- Work instruction: Every line in the entries that holds "beer" should be identified and copied.

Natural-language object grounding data

----

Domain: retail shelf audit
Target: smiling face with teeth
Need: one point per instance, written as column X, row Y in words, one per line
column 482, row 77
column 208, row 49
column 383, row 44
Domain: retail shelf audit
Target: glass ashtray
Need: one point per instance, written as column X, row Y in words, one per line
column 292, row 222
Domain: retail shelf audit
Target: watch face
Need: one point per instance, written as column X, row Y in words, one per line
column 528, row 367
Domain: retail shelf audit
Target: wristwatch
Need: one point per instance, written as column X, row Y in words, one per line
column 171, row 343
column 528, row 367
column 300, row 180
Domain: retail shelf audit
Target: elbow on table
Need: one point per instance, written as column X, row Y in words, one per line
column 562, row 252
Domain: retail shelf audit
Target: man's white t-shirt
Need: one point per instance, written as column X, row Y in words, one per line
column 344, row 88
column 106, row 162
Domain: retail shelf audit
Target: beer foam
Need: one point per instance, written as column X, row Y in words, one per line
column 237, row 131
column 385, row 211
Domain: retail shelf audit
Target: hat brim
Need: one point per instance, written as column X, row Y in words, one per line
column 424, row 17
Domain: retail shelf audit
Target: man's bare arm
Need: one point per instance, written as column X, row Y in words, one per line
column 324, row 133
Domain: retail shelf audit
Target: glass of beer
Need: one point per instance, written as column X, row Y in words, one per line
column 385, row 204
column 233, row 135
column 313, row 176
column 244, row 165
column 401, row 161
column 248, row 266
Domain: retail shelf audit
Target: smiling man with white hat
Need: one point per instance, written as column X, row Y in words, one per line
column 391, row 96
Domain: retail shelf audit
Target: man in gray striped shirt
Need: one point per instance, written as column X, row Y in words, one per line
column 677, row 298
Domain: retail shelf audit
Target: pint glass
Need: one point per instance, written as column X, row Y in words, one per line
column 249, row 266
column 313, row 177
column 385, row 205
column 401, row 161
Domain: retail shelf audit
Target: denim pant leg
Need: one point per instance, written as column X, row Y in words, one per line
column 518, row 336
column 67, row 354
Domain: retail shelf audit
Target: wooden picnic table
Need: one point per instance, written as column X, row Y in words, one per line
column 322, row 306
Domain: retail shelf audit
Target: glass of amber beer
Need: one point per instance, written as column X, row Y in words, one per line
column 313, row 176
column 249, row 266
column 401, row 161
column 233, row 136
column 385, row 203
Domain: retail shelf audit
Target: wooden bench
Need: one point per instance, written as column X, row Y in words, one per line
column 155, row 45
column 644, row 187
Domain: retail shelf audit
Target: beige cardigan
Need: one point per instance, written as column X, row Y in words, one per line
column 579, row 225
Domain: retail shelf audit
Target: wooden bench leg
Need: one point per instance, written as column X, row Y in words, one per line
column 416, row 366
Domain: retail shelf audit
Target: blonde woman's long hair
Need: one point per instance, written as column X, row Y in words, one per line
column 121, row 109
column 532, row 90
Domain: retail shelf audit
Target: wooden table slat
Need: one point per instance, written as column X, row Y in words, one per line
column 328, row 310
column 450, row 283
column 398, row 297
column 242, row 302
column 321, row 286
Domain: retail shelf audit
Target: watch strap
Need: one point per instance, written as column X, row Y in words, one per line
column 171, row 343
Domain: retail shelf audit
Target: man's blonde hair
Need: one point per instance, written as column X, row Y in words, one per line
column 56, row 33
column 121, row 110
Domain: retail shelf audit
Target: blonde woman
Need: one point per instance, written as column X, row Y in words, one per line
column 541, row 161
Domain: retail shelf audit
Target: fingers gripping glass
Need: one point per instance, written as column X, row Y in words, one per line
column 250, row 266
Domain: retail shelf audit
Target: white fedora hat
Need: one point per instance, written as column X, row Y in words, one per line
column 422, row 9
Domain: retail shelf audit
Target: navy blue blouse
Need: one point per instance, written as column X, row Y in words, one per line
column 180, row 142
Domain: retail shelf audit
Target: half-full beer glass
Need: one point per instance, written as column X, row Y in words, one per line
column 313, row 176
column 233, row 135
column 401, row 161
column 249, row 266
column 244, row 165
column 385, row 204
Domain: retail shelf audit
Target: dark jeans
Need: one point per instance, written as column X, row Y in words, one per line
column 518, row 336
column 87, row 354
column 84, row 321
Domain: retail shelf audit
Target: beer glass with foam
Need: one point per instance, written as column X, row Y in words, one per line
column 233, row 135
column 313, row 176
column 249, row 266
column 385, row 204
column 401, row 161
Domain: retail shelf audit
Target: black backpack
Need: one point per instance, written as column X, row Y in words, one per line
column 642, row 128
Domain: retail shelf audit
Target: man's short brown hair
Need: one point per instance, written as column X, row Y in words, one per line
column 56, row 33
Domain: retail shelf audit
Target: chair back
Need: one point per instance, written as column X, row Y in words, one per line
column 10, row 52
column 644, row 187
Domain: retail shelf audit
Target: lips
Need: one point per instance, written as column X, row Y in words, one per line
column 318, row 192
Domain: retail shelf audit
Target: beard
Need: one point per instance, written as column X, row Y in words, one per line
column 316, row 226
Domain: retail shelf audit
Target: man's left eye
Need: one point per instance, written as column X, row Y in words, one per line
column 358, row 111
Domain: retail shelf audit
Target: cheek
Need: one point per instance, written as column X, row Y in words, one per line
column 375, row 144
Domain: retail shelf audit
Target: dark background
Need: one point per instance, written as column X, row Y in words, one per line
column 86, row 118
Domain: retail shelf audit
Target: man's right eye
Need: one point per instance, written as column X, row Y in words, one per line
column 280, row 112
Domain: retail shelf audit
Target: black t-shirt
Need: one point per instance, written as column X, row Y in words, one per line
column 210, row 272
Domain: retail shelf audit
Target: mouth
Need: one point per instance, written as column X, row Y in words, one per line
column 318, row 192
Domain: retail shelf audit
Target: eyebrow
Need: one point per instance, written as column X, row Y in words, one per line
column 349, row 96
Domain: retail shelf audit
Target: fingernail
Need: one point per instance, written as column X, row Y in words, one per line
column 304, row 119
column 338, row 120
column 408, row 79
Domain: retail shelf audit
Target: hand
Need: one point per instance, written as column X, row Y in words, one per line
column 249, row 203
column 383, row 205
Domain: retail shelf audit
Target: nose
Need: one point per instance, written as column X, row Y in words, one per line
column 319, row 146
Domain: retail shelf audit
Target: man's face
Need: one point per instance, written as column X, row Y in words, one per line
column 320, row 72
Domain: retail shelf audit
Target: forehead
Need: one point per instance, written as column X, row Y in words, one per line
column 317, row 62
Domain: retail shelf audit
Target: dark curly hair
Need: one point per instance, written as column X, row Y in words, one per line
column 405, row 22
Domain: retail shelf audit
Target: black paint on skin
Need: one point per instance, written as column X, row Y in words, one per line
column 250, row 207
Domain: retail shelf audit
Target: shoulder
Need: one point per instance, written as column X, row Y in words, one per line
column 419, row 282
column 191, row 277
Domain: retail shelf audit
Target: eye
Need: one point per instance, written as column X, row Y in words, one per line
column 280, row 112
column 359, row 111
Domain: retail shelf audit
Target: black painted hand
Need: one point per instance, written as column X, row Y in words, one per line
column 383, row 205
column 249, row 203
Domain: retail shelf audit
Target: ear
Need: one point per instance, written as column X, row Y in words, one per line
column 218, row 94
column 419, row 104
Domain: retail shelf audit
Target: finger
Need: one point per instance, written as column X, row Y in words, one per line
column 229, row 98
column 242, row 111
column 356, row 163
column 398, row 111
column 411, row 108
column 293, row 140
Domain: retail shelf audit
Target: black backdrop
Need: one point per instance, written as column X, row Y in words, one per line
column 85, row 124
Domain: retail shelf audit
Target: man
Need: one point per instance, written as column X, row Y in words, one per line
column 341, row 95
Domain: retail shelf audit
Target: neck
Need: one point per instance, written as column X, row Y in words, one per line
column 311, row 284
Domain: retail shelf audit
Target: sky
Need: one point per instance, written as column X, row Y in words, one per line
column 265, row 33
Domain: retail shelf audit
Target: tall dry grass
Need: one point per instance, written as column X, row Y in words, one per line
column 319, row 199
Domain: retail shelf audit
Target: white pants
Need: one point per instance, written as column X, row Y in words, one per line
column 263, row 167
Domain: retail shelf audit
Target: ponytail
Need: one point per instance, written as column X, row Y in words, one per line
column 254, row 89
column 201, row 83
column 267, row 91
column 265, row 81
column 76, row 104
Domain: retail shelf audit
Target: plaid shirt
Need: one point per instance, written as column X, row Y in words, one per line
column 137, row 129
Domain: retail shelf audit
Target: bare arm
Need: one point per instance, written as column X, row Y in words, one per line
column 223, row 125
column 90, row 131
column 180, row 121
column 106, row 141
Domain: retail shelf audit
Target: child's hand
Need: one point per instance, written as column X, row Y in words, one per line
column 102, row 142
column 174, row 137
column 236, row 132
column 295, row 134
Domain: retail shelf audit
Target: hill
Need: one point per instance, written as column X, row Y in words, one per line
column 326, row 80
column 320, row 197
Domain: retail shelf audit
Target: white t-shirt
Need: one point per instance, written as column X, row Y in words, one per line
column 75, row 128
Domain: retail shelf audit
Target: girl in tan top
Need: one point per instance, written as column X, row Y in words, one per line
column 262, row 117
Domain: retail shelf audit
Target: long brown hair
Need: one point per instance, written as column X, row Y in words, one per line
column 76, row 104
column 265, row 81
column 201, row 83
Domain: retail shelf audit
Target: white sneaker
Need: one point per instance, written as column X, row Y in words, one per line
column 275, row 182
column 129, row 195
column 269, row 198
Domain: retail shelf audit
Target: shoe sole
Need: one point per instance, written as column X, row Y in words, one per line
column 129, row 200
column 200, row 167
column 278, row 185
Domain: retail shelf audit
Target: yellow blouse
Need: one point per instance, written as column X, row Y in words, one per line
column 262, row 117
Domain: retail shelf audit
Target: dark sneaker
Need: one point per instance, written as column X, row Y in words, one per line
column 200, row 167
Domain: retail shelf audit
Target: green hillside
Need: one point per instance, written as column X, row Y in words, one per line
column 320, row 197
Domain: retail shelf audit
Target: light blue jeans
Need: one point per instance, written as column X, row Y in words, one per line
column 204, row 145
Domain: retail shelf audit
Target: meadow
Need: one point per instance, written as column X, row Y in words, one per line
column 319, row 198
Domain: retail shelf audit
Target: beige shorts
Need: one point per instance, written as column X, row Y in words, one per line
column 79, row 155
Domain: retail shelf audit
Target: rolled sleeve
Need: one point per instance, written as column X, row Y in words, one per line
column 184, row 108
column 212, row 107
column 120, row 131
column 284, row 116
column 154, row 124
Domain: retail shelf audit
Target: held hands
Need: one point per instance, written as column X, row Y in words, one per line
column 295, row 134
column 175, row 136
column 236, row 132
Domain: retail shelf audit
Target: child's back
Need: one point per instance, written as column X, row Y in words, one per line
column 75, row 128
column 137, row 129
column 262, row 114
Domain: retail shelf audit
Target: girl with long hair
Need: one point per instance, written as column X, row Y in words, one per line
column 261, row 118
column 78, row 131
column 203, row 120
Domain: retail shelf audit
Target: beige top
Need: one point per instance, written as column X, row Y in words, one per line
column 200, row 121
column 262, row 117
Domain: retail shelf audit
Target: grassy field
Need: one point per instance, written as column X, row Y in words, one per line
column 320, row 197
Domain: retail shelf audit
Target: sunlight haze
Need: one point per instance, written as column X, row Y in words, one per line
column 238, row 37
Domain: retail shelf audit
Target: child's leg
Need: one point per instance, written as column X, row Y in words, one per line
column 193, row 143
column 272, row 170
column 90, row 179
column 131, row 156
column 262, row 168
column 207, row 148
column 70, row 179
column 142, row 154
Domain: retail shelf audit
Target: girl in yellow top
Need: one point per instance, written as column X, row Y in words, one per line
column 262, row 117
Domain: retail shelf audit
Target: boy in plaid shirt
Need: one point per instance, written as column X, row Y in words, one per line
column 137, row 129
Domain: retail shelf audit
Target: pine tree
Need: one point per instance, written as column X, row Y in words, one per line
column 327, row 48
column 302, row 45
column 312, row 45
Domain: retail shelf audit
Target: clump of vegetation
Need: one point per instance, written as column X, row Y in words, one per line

----

- Result of the exercise:
Target: beer foam
Target: glass of beer
Target: glass of amber beer
Target: half-full beer glass
Target: beer glass with foam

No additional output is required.